Exercise task: Return the following listing verbatim, keeping every line unchanged from start to finish.
BEGIN Material shown
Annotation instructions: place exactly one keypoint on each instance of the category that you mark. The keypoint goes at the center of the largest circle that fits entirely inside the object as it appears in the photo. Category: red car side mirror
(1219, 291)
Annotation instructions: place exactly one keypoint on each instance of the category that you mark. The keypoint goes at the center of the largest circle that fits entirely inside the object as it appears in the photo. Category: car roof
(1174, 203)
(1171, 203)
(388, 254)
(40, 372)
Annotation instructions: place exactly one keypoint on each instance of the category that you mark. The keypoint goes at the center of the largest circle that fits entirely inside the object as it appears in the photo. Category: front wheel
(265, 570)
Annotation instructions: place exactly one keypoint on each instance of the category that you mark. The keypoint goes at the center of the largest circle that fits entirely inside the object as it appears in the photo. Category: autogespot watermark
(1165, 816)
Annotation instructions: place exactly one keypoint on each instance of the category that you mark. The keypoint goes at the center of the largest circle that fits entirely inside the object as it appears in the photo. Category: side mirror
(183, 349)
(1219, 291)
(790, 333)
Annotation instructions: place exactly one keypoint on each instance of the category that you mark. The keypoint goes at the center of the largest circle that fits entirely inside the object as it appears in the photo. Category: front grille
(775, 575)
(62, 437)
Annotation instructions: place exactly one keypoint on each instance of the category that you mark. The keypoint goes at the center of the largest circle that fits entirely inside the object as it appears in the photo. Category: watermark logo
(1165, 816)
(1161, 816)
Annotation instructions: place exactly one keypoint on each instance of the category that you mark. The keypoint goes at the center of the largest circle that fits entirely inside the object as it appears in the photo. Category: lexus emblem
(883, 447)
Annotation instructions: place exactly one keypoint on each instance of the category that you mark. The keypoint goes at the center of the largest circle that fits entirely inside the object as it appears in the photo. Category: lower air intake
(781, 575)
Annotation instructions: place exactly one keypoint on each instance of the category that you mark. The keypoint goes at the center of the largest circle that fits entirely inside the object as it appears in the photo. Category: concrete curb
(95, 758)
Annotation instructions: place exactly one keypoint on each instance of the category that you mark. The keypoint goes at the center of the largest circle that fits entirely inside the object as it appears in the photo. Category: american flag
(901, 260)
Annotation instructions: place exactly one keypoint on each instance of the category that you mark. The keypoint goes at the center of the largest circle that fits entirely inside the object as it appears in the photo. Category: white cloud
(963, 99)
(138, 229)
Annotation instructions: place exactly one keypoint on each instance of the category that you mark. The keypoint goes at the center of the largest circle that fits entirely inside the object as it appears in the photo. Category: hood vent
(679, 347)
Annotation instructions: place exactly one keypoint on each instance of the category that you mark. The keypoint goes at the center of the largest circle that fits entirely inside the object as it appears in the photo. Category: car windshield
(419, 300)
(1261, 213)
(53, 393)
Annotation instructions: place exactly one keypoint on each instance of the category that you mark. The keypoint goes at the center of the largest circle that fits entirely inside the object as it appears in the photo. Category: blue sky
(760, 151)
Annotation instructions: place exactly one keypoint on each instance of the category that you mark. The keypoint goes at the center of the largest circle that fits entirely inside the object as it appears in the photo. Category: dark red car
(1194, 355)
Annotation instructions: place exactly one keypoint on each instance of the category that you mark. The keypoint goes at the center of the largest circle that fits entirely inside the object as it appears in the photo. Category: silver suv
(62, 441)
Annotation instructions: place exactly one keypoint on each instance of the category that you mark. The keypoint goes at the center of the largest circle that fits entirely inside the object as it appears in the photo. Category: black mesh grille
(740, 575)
END Material shown
Written answer:
Annotation instructions: place exactly one keypoint on each instance of the category that you mark. The keypoint goes at the center of the largest circle that fits entirely inside the object as it appears in the photo. Category: red car side mirror
(1219, 291)
Annotation instructions: place exactly one keypoint on each instance of the category that you mark. The keypoint goes at the center of the largest circle that fits entirely inside the object as it appears in the photo. Category: car roof
(1174, 203)
(1171, 203)
(388, 254)
(40, 372)
Annotation instructions: place exactly one keypoint on each instance of the category that you mark. The keypoint goes at the center of the largest circle that fits entirely inside the object as it appears in the photo. Category: front wheel
(265, 570)
Annotation instructions: place exactly one keypoint on each instance of the category that you mark. The keypoint goes at the center of the largest circle that fits entirely inside the object as it appears in the photo. Category: autogespot watermark
(1165, 816)
Annotation instructions: place exactly one keypoint on each instance of the category that you mark. The keypoint goes at the center of the largest circle that fits entirely inside the object as it appears in the photo. Category: side mirror
(183, 349)
(1219, 291)
(790, 333)
Annotation instructions: place exactly one keypoint on each instance of the category that you mark. The keypoint goes at the center of the largest circle that fits entirely inside the object as it appears in the photo. Category: front grille
(775, 575)
(62, 437)
Annotation instructions: place exactly one keypoint on each instance of the category that you mark. The keypoint goes at the center of the largest circle that fits entirely inside the object as it appears in the photo. Category: watermark logo
(1165, 816)
(1161, 816)
Annotation instructions: place exactly one keypoint on each instance of the category that you mark. The keypoint goes at the center of the largest circle that fits entirely inside the object as it appears in the photo. Category: lexus emblem
(883, 447)
Annotation instructions: place exactly one keypoint on each instance of the category that you mark. The keypoint goes at the center of the largest circle that fits entirely inside the object as it appears in the photo. Category: lower air intake
(781, 575)
Annotation instructions: place exactly one keypoint on each instance of the category that you mark. The keypoint goes at the center of the largest circle that fits entirely inside the object as it appears in the photo. Category: concrete curb
(95, 758)
Annotation instructions: place exactly one keypoint on each instance of the category that you mark. The keypoint goes at the center of the largest circle that fits entirely inside the object as it appears in the photo. Category: american flag
(901, 260)
Annotation instructions: place exactly one keypoint on each instance of the category that you mark. The keypoint goes at the center of the largest circle that fits entirely inside the object as it appears in the photo. Category: white cloud
(963, 99)
(138, 229)
Annotation instructions: place exactly one keypoint on each instance of the category that you mark. The keypoint goes at the center of the largest circle that fits entirely inside the object as it appears in the photo. Category: hood vent
(679, 347)
Annotation instructions: place exactly one keypoint on each instance of the category that you mark. The keypoint goes at the center of the largest circle that fits entirely inside the object as it appears in the photo. Category: car windshield
(419, 300)
(1261, 213)
(53, 393)
Annotation instructions: place exactly one keypoint on each instance of the category that you mark. The keypoint goes at the center of the largest circle that fits entirely inside the object as it appears in the photo. Category: blue sky
(760, 151)
Annotation instructions: place exactly one keypoint on each instance of the category that you mark. The keypoint goes at the center of the largest circle that fits entirely inside the object as it appears in the photo. Category: dark red car
(1194, 355)
Annotation instructions: place exactly one keypoint on each instance of the category that you mark. The keypoint goes at the center of the largest circle that fits entirely inside the object as it appears in the photo. Category: silver suv
(62, 441)
Annotation instructions: place exactly one keypoint on each instance of the category that you mark. The keypoint goes at the center of the largest circle that fits entirely inside the object as it appears in the photo. Category: black mesh grille
(740, 575)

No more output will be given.